● Aim of the exercise:
Count the lines in the rows below that contain the word "mouth". Reply with the number only.

● Record excerpts:

——

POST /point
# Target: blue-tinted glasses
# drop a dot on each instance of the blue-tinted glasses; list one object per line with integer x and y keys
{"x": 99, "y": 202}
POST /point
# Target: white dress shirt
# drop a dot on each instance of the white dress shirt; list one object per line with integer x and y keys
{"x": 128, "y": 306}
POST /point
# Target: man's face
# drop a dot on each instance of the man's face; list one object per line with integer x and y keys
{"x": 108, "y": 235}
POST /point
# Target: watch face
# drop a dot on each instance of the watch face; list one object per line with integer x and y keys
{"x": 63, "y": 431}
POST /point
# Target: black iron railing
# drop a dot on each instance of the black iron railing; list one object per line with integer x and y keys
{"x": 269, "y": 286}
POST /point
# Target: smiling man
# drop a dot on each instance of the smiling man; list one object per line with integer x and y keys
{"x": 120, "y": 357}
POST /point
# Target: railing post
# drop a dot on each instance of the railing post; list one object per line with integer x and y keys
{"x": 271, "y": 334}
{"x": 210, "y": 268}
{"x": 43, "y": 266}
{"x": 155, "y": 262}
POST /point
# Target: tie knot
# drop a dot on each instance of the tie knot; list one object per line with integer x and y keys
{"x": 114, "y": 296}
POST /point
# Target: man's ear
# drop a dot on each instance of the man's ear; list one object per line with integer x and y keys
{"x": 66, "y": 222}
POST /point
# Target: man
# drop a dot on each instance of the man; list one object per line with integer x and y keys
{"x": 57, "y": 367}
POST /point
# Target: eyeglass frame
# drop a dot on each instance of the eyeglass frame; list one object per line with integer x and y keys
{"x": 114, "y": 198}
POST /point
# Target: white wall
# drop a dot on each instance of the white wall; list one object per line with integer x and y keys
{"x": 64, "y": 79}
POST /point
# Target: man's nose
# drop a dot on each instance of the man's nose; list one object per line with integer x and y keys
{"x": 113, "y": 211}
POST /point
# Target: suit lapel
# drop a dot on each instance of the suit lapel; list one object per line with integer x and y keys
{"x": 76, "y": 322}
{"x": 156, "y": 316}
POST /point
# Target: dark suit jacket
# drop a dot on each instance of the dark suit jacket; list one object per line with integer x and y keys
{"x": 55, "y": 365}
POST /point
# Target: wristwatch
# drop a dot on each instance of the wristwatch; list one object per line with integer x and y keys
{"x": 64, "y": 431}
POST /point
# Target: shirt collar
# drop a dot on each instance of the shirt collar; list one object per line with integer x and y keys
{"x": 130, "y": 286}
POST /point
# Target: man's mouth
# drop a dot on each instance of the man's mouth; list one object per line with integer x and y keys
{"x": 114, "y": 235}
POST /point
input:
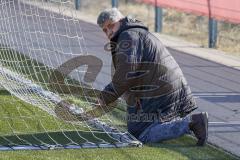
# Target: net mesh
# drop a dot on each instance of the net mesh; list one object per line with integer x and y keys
{"x": 45, "y": 65}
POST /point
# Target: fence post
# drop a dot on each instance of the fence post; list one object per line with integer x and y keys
{"x": 212, "y": 33}
{"x": 77, "y": 4}
{"x": 158, "y": 19}
{"x": 115, "y": 3}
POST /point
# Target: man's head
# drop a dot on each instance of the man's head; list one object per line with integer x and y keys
{"x": 109, "y": 21}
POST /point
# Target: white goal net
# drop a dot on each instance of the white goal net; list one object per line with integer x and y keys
{"x": 48, "y": 75}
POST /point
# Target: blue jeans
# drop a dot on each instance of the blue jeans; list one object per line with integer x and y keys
{"x": 157, "y": 131}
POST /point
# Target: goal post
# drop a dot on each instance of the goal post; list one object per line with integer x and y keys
{"x": 37, "y": 58}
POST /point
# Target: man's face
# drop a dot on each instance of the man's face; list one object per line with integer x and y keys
{"x": 109, "y": 28}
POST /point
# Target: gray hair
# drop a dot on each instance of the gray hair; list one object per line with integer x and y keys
{"x": 112, "y": 14}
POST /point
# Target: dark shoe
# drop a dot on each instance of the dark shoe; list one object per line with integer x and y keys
{"x": 199, "y": 126}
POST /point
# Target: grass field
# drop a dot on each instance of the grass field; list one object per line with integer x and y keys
{"x": 22, "y": 123}
{"x": 187, "y": 26}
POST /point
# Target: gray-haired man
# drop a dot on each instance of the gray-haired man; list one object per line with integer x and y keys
{"x": 147, "y": 76}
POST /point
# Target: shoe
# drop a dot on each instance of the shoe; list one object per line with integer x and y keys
{"x": 199, "y": 126}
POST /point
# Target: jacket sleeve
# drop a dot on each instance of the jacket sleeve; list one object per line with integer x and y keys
{"x": 127, "y": 57}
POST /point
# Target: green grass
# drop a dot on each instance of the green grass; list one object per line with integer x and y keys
{"x": 182, "y": 148}
{"x": 22, "y": 123}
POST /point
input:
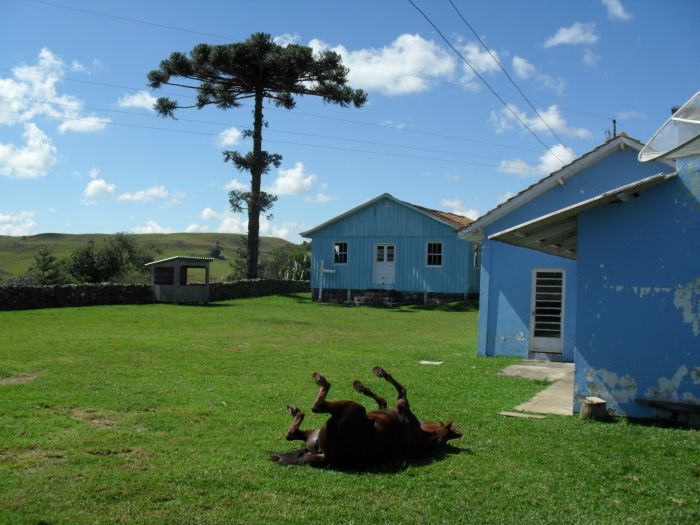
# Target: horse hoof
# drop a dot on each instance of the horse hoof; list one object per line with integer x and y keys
{"x": 379, "y": 372}
{"x": 320, "y": 380}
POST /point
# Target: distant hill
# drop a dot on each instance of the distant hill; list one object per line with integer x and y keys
{"x": 17, "y": 253}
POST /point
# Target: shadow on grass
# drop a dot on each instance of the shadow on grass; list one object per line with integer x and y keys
{"x": 391, "y": 467}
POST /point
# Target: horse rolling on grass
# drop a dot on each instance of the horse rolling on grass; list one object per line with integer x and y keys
{"x": 353, "y": 437}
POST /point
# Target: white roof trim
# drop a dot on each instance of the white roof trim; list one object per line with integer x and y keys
{"x": 474, "y": 232}
{"x": 369, "y": 203}
{"x": 183, "y": 258}
{"x": 557, "y": 233}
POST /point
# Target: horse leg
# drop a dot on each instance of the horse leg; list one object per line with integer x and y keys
{"x": 400, "y": 389}
{"x": 362, "y": 389}
{"x": 320, "y": 405}
{"x": 294, "y": 431}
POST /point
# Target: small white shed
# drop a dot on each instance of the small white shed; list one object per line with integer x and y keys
{"x": 173, "y": 282}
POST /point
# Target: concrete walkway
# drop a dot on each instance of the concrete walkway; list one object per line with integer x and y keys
{"x": 556, "y": 399}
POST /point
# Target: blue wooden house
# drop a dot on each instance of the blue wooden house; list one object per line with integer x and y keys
{"x": 637, "y": 251}
{"x": 399, "y": 249}
{"x": 528, "y": 298}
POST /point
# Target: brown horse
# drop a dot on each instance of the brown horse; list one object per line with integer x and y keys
{"x": 353, "y": 437}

——

● Exercise result:
2